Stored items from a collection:
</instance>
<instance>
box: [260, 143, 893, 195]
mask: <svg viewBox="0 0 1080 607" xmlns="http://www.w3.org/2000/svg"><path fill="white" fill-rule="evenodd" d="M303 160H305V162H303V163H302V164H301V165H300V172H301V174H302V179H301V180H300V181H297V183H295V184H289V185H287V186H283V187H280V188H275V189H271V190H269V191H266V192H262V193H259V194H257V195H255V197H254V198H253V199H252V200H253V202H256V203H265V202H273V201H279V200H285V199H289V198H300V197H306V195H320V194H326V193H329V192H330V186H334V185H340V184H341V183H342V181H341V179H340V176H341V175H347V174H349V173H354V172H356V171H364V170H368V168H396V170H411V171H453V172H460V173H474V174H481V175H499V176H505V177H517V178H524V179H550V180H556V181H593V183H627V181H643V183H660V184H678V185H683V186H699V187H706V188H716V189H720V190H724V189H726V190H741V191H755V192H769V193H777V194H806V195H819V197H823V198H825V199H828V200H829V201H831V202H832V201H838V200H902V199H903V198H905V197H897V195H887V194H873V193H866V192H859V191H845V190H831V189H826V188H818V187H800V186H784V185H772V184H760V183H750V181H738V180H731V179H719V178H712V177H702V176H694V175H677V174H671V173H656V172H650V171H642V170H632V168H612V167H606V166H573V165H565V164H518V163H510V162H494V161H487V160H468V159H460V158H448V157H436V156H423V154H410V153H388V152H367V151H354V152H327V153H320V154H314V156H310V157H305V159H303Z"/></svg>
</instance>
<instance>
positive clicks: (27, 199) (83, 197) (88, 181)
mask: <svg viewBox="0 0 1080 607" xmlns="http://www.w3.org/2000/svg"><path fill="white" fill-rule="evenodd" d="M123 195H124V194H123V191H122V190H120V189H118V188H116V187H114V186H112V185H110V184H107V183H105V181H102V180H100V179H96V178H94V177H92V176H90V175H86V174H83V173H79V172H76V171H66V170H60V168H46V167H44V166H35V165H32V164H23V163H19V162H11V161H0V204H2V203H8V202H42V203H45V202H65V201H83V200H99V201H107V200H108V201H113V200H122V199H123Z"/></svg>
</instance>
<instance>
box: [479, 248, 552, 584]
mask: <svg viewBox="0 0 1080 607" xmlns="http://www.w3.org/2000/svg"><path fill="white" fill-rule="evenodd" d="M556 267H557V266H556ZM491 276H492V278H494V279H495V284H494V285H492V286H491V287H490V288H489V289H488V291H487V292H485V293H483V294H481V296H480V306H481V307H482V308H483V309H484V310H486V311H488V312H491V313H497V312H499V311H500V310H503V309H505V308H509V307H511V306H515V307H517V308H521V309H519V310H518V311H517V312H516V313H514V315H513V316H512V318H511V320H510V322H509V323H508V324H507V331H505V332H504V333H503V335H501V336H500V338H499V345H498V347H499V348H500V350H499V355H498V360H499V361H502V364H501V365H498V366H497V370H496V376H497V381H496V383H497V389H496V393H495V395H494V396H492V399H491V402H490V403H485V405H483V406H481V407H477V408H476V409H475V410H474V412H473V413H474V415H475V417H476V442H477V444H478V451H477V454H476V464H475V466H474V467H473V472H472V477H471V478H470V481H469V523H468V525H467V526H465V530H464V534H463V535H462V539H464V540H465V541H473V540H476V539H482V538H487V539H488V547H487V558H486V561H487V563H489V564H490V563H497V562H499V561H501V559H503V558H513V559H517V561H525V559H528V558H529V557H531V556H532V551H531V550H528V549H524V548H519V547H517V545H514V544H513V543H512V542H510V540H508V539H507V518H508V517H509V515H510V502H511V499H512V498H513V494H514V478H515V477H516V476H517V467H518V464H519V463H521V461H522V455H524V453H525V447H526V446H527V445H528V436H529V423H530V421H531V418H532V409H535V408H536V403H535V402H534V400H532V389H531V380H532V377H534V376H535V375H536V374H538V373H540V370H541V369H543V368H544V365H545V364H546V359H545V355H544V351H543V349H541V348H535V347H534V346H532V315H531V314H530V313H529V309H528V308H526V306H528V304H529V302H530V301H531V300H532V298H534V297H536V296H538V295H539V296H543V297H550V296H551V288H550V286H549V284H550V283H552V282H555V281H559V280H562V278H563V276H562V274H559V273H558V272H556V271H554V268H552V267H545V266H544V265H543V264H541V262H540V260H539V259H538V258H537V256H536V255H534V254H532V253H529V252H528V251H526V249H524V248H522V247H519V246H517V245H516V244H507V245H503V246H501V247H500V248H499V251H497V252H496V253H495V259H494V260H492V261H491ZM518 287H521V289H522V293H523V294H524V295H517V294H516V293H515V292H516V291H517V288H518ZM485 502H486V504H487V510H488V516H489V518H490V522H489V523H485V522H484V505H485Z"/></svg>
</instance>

Exercise objective: Each record must be reproduced exactly. Keep every one.

Exercise answer:
</instance>
<instance>
box: [260, 143, 893, 195]
mask: <svg viewBox="0 0 1080 607" xmlns="http://www.w3.org/2000/svg"><path fill="white" fill-rule="evenodd" d="M303 160H305V162H303V163H302V164H301V165H300V172H301V174H302V179H301V180H300V181H297V183H295V184H289V185H287V186H283V187H280V188H275V189H271V190H269V191H266V192H262V193H259V194H257V195H255V197H254V198H253V199H252V200H253V202H256V203H265V202H273V201H279V200H285V199H289V198H300V197H306V195H320V194H326V193H329V192H330V186H334V185H340V184H341V183H342V181H341V179H340V176H341V175H347V174H349V173H354V172H356V171H364V170H368V168H396V170H411V171H453V172H460V173H474V174H481V175H499V176H505V177H517V178H524V179H550V180H556V181H593V183H627V181H643V183H660V184H678V185H683V186H699V187H706V188H716V189H720V190H724V189H726V190H741V191H755V192H769V193H777V194H806V195H819V197H823V198H825V199H828V200H829V201H831V202H832V201H838V200H902V199H903V198H905V197H897V195H887V194H873V193H866V192H859V191H845V190H831V189H826V188H818V187H800V186H784V185H772V184H760V183H750V181H738V180H731V179H719V178H712V177H702V176H694V175H677V174H671V173H656V172H650V171H642V170H632V168H612V167H606V166H573V165H565V164H518V163H510V162H494V161H487V160H468V159H460V158H448V157H436V156H423V154H410V153H388V152H367V151H354V152H327V153H320V154H314V156H310V157H305V159H303Z"/></svg>
</instance>
<instance>
positive clicks: (27, 199) (83, 197) (88, 181)
mask: <svg viewBox="0 0 1080 607" xmlns="http://www.w3.org/2000/svg"><path fill="white" fill-rule="evenodd" d="M123 195H124V194H123V191H122V190H120V189H118V188H116V187H114V186H112V185H110V184H107V183H105V181H102V180H100V179H96V178H94V177H92V176H90V175H86V174H83V173H79V172H76V171H66V170H60V168H46V167H44V166H35V165H32V164H23V163H19V162H11V161H0V204H2V203H8V202H42V203H45V202H65V201H83V200H99V201H107V200H108V201H113V200H122V199H123Z"/></svg>
</instance>
<instance>
box: [479, 248, 552, 584]
mask: <svg viewBox="0 0 1080 607" xmlns="http://www.w3.org/2000/svg"><path fill="white" fill-rule="evenodd" d="M556 267H557V266H556ZM491 276H492V278H494V279H495V284H494V285H492V286H491V287H490V288H489V289H488V291H487V292H485V293H483V294H481V296H480V306H481V307H482V308H483V309H484V310H486V311H488V312H491V313H497V312H499V311H500V310H503V309H505V308H509V307H511V306H515V307H517V308H521V309H519V310H518V311H517V312H516V313H514V315H513V316H512V318H511V320H510V322H509V323H508V324H507V331H505V332H504V333H503V335H501V336H500V338H499V345H498V347H499V348H500V350H499V355H498V360H499V361H502V364H501V365H498V366H497V370H496V376H497V381H496V383H497V389H496V393H495V395H494V396H492V399H491V402H490V403H485V405H483V406H481V407H477V408H476V409H475V410H474V412H473V413H474V415H475V417H476V442H477V444H478V451H477V454H476V464H475V466H474V467H473V472H472V477H471V478H470V481H469V523H468V525H467V526H465V530H464V534H463V535H462V539H464V540H465V541H473V540H476V539H482V538H487V539H488V547H487V558H486V561H487V563H489V564H490V563H497V562H499V561H501V559H503V558H513V559H517V561H525V559H528V558H529V557H531V556H532V551H531V550H528V549H524V548H519V547H517V545H514V544H513V543H512V542H510V540H508V539H507V518H508V517H509V515H510V502H511V499H512V498H513V494H514V478H515V477H516V476H517V467H518V464H519V463H521V461H522V455H524V453H525V447H526V446H527V445H528V436H529V423H530V421H531V418H532V409H535V408H536V403H535V402H534V400H532V389H531V380H532V377H534V376H535V375H536V374H538V373H540V370H541V369H543V368H544V365H545V364H546V359H545V355H544V351H543V349H541V348H535V347H534V346H532V315H531V314H530V313H529V309H528V308H526V306H528V304H529V302H530V301H531V300H532V298H534V297H536V296H538V295H539V296H543V297H550V296H551V288H550V286H549V284H550V283H552V282H555V281H559V280H562V278H563V276H562V274H559V273H558V272H556V271H554V268H552V267H545V266H544V265H543V264H541V262H540V260H539V259H538V258H537V256H536V255H534V254H532V253H529V252H528V251H526V249H524V248H522V247H519V246H517V245H516V244H507V245H503V246H501V247H500V248H499V251H497V252H496V253H495V259H494V260H492V261H491ZM518 287H521V289H522V293H523V294H524V295H517V294H516V293H515V292H516V291H517V288H518ZM485 502H486V504H487V510H488V516H489V518H490V522H489V523H485V522H484V505H485Z"/></svg>
</instance>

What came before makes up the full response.